Restate the entries below verbatim.
::::::::
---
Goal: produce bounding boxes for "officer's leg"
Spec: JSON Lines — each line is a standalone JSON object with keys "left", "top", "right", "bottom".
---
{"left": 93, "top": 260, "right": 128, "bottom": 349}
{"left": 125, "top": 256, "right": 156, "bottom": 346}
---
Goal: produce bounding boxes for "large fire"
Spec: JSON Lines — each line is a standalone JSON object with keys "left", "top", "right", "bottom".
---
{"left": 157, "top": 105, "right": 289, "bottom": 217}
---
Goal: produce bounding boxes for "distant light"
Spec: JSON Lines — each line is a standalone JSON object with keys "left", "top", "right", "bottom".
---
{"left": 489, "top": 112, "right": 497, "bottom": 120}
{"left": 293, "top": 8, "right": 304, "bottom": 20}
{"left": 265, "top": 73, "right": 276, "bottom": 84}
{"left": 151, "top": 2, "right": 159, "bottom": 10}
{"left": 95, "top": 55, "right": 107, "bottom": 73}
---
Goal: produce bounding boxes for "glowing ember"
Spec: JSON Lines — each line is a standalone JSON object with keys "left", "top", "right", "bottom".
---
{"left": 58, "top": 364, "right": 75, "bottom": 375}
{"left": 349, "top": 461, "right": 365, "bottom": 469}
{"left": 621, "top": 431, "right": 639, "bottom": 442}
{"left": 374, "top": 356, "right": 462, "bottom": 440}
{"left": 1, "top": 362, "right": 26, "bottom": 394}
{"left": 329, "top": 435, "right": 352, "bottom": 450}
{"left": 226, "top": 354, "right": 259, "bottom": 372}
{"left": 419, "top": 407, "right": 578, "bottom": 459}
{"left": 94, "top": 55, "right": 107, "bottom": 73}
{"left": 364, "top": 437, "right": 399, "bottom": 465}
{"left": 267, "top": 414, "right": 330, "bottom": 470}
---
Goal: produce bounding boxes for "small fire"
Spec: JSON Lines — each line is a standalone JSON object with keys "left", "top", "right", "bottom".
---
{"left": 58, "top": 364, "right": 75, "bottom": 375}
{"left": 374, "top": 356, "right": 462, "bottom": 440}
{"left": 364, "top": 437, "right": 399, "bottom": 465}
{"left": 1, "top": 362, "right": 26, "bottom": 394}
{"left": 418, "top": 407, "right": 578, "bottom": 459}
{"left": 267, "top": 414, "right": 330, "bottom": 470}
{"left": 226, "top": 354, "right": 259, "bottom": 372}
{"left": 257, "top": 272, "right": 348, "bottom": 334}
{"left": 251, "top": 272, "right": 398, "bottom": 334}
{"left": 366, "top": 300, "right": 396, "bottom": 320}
::::::::
• **SOLUTION TO THE PROBLEM**:
---
Goal: produce bounding boxes for "officer's leg"
Spec: JSON Lines — each line is a standalone JSON object with keys "left", "top", "right", "bottom".
---
{"left": 93, "top": 260, "right": 128, "bottom": 349}
{"left": 125, "top": 256, "right": 156, "bottom": 346}
---
Goal: produce bounding boxes for "large fire"
Spec: JSON Lines — each line is a standalone JSON object with keys "left", "top", "right", "bottom".
---
{"left": 157, "top": 105, "right": 289, "bottom": 217}
---
Goal: produce bounding boxes for "distant light"
Spec: JSON Lines — each line is a standalone JSON object with keys "left", "top", "right", "bottom".
---
{"left": 489, "top": 112, "right": 497, "bottom": 120}
{"left": 293, "top": 8, "right": 304, "bottom": 20}
{"left": 265, "top": 73, "right": 276, "bottom": 84}
{"left": 151, "top": 2, "right": 159, "bottom": 10}
{"left": 95, "top": 55, "right": 107, "bottom": 73}
---
Goal: produce bounding boxes for "glowing ember"
Spec: JSON Lines — each line is a standalone JSON object with keys "left", "top", "right", "bottom".
---
{"left": 58, "top": 364, "right": 75, "bottom": 375}
{"left": 349, "top": 461, "right": 365, "bottom": 469}
{"left": 621, "top": 431, "right": 639, "bottom": 442}
{"left": 374, "top": 356, "right": 462, "bottom": 440}
{"left": 1, "top": 362, "right": 26, "bottom": 394}
{"left": 329, "top": 435, "right": 352, "bottom": 450}
{"left": 226, "top": 354, "right": 259, "bottom": 372}
{"left": 419, "top": 407, "right": 578, "bottom": 459}
{"left": 94, "top": 55, "right": 107, "bottom": 73}
{"left": 364, "top": 437, "right": 399, "bottom": 465}
{"left": 267, "top": 414, "right": 330, "bottom": 470}
---
Goal: produce bounding boxes for "small fire"
Spec: JSON Lines — each line is a standalone JSON object with keys "left", "top", "right", "bottom".
---
{"left": 58, "top": 364, "right": 75, "bottom": 375}
{"left": 374, "top": 356, "right": 462, "bottom": 440}
{"left": 364, "top": 437, "right": 399, "bottom": 465}
{"left": 1, "top": 362, "right": 26, "bottom": 394}
{"left": 418, "top": 407, "right": 578, "bottom": 459}
{"left": 267, "top": 414, "right": 330, "bottom": 470}
{"left": 226, "top": 354, "right": 259, "bottom": 372}
{"left": 257, "top": 272, "right": 348, "bottom": 334}
{"left": 251, "top": 272, "right": 398, "bottom": 334}
{"left": 366, "top": 300, "right": 396, "bottom": 320}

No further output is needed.